__WORK INSTRUCTIONS__
Look for "woman's face, locate" in the records below, then copy that line and every line after it, exactly and with nothing added.

....................

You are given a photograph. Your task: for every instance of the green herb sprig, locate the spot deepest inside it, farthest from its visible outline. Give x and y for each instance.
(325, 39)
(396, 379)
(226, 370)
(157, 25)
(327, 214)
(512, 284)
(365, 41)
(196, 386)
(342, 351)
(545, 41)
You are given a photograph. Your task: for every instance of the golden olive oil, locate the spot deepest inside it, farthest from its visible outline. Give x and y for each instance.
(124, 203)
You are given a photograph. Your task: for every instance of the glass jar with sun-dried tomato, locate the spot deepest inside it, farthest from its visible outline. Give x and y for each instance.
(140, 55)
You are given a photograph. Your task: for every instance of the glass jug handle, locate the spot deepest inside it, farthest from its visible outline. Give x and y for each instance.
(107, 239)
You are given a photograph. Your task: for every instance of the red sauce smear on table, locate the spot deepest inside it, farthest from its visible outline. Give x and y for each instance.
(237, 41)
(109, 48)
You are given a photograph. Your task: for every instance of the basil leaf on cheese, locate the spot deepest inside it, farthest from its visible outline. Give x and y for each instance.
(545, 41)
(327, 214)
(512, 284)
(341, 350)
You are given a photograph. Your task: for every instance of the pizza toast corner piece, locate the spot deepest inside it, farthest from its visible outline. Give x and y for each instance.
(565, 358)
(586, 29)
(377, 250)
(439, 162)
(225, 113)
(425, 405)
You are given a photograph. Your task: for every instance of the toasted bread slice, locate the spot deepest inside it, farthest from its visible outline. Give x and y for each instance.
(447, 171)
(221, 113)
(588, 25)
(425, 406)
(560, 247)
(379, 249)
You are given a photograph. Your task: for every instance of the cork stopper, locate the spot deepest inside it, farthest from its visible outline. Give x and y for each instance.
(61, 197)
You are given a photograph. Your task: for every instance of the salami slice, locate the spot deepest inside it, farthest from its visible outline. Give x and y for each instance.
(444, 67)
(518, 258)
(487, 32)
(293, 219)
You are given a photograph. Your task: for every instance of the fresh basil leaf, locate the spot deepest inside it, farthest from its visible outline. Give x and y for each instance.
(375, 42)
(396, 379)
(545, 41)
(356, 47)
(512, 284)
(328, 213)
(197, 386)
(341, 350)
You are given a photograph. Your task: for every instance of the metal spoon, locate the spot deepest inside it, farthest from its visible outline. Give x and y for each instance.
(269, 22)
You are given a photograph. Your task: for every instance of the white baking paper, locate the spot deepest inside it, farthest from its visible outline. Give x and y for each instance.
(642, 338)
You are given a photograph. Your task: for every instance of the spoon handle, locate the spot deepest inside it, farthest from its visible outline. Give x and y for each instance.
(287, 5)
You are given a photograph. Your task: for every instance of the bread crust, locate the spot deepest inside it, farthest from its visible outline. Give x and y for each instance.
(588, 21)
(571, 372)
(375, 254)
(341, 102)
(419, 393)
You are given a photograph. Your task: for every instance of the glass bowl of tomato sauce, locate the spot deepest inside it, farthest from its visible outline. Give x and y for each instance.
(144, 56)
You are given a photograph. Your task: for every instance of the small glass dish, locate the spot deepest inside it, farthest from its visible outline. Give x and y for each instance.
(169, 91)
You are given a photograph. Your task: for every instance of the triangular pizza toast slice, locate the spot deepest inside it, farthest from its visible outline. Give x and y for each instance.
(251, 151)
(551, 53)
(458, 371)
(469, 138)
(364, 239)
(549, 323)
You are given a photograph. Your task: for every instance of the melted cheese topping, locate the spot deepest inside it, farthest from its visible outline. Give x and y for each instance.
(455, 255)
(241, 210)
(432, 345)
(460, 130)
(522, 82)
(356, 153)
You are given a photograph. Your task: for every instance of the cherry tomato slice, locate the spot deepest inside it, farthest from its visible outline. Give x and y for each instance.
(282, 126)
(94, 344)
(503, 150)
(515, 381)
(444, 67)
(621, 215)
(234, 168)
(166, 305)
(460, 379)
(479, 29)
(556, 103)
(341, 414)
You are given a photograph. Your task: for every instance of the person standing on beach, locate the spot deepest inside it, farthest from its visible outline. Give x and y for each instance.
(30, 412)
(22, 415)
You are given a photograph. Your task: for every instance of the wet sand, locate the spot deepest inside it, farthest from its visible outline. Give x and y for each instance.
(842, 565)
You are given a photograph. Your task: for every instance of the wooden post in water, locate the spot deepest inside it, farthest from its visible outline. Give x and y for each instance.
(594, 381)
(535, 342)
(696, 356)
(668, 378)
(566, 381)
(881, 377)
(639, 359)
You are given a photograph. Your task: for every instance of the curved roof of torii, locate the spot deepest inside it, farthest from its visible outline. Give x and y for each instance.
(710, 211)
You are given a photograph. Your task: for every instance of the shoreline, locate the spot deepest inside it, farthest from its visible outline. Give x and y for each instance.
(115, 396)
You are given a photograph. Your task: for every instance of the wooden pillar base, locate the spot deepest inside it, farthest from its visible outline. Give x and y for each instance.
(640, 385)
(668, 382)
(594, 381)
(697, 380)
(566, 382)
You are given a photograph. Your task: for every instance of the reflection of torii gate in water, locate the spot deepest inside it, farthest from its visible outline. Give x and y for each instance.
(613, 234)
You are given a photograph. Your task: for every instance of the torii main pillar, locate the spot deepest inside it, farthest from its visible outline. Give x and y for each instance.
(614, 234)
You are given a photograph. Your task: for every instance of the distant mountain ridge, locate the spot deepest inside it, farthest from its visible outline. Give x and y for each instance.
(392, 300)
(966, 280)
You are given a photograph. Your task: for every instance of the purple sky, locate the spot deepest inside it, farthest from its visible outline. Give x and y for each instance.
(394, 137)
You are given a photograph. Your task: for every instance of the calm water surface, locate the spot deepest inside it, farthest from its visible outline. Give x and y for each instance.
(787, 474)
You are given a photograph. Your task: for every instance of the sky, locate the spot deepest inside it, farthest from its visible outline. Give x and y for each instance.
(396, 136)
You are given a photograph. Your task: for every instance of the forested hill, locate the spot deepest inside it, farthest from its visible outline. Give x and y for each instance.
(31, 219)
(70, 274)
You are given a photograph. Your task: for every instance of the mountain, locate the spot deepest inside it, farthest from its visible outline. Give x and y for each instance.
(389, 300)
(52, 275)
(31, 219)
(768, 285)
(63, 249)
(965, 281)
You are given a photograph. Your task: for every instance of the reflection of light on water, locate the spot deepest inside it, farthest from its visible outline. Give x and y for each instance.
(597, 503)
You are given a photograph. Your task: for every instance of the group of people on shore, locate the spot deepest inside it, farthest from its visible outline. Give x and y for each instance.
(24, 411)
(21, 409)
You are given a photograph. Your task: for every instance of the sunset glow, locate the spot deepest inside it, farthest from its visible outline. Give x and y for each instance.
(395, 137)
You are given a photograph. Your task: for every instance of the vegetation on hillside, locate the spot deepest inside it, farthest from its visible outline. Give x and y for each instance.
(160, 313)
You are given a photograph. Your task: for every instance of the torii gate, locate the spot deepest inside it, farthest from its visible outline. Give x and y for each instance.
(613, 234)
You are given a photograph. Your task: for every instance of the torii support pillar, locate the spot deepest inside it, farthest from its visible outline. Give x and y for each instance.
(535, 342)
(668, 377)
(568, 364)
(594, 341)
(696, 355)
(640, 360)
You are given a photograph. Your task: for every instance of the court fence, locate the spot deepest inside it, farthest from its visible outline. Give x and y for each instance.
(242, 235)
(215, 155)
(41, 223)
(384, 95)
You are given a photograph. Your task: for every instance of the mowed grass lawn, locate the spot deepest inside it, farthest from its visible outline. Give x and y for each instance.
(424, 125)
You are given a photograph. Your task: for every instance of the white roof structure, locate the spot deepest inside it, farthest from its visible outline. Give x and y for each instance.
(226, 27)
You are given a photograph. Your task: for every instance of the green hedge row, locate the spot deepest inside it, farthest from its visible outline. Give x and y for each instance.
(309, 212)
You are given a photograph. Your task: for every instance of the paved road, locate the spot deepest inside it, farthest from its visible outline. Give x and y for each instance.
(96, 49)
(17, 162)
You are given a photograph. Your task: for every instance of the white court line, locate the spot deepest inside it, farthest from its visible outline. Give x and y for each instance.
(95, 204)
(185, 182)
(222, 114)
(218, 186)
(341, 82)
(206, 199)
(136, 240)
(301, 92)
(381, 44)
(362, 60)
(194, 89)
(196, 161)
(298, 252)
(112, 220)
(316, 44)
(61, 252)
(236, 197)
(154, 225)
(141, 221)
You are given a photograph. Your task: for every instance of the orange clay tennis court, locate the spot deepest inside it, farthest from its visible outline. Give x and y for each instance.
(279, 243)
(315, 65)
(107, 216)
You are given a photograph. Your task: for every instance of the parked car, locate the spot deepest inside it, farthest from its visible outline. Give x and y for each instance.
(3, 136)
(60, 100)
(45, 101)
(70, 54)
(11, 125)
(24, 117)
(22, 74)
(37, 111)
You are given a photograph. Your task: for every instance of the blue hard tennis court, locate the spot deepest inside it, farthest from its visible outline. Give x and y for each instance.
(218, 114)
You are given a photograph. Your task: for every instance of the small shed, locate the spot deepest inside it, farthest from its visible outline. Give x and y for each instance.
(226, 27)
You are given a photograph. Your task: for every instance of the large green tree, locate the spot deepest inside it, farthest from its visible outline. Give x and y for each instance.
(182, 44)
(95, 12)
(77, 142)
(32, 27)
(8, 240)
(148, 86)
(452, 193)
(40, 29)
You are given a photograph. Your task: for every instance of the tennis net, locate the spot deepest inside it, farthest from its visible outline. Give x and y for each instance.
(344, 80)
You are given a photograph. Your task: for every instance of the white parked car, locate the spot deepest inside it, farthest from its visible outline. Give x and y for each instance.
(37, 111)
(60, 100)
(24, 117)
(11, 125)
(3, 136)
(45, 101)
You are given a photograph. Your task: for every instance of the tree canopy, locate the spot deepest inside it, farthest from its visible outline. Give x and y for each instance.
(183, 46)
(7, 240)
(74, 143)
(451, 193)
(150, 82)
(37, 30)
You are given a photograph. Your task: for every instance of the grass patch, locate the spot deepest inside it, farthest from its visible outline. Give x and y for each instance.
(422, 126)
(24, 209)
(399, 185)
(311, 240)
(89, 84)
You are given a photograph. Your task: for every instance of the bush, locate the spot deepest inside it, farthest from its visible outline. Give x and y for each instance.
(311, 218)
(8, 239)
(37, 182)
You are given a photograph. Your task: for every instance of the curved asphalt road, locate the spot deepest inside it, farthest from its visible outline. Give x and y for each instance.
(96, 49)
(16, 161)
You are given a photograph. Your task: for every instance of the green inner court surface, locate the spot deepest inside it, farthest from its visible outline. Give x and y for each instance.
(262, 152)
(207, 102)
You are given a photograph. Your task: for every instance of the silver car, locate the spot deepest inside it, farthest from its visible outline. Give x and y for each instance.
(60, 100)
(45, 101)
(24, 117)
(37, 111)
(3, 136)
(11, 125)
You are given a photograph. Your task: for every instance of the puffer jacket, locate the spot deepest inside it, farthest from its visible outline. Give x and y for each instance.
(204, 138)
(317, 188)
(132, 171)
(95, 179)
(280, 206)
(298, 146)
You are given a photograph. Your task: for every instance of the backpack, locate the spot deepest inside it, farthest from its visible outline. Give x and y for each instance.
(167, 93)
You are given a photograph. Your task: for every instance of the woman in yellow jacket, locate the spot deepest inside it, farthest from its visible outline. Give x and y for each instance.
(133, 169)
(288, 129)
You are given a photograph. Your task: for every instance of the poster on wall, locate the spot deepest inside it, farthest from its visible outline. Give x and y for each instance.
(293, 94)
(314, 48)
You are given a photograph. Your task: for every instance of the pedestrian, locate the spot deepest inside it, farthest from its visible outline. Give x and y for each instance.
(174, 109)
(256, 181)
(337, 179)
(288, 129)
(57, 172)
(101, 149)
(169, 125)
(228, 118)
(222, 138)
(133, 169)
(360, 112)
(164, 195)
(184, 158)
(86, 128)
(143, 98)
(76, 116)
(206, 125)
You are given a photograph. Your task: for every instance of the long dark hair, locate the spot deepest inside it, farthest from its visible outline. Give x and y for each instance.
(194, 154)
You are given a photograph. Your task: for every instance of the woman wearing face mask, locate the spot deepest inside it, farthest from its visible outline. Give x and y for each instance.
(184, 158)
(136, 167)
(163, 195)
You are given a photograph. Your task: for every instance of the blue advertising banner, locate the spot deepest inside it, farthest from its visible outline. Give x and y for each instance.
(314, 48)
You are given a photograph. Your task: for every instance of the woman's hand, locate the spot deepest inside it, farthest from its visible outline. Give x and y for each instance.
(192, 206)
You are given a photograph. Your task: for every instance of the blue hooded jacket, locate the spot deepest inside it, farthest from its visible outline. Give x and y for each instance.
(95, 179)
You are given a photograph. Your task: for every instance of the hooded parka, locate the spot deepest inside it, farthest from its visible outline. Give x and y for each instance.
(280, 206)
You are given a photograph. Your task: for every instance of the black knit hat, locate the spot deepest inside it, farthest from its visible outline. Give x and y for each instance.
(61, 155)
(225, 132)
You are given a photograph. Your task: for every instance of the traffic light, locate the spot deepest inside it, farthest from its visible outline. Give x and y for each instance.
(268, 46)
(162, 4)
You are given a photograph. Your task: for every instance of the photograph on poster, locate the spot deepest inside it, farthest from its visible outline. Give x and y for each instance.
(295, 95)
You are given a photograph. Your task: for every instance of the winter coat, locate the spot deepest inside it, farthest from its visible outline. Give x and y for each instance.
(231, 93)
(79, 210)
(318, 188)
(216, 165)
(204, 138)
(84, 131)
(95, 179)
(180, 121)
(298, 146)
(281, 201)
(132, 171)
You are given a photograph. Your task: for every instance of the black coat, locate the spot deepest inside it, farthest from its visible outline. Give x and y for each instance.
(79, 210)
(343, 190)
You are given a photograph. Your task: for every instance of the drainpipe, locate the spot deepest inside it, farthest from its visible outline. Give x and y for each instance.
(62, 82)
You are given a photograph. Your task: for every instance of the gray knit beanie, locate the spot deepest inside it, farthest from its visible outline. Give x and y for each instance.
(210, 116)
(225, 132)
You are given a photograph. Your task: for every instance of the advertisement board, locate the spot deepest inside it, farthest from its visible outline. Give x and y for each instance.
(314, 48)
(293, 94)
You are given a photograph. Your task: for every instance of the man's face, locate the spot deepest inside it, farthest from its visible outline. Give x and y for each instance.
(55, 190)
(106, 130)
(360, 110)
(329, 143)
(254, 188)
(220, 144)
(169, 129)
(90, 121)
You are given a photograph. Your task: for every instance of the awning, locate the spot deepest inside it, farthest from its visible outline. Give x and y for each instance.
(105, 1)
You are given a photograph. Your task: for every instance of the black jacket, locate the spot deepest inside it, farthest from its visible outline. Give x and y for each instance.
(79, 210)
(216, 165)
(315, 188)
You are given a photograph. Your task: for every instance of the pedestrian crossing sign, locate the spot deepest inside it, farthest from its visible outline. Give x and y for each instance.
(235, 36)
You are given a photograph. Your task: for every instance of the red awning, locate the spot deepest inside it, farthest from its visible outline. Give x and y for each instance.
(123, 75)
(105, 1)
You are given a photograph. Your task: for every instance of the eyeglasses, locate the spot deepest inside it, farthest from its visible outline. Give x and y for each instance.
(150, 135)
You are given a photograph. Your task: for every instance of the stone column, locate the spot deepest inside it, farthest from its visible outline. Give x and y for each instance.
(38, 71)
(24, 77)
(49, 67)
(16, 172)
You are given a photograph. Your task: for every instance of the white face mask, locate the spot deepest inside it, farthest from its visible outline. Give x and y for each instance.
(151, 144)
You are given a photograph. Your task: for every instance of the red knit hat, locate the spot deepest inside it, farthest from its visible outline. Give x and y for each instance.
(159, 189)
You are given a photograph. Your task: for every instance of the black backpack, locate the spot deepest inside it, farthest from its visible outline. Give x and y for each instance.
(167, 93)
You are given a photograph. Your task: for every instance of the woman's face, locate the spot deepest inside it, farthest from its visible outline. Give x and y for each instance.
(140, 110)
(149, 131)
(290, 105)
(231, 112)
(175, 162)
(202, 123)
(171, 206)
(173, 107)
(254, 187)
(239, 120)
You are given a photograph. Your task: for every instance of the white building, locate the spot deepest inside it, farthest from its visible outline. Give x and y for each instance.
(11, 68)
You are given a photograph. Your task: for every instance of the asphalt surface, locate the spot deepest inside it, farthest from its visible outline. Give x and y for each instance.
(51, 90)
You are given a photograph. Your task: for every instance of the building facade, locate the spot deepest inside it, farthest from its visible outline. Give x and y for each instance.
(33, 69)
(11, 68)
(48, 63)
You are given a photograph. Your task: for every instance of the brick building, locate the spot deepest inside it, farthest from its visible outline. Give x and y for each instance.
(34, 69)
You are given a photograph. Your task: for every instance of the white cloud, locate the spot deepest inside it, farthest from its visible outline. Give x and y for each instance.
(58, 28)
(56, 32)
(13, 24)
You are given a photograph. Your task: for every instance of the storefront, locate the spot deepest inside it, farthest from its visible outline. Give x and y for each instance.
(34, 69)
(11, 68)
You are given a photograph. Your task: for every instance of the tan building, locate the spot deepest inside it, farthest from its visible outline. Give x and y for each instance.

....................

__TASK OUTPUT__
You are given a photograph. Your task: for every instance of the woman's face, locate the spot deepest inside it, farthest from its visible outline. Give x and y for each instance.
(140, 110)
(149, 131)
(290, 105)
(231, 112)
(175, 162)
(202, 123)
(171, 206)
(173, 107)
(254, 187)
(239, 120)
You are given a photograph. Your task: for every instance of the white building, locate the spot deepest inside it, farthest from its visible outline. Give x and y for each instance.
(11, 68)
You are given a photograph. Your task: for every instance of the asphalt surface, locate the spot deepest inside it, farthest from its visible outline. Give x and y for each instance.
(51, 90)
You are given a photograph. Your task: for every instance of the building facade, locate the spot deepest inside it, farthest from its visible outline. Give x and y for each instance.
(33, 69)
(11, 68)
(48, 63)
You are given a photograph. Your task: for every instance of the brick building, locate the spot deepest inside it, farthest from its visible outline. Give x and y for each instance.
(34, 69)
You are given a photograph. Your task: for every instance of the white cloud, locate the spot deepest inside it, farthest from its visible outline. Give x and y for each instance.
(58, 28)
(56, 32)
(13, 24)
You are given a photograph. Your task: for every instance of the storefront, locate the spot deepest inside it, farthest from its visible outline. Give x and y for each instance.
(34, 69)
(11, 68)
You are given a photograph. Your task: for every instance of the tan building, locate the spot deepest inside it, farthest from its visible outline. Give x and y for each instance.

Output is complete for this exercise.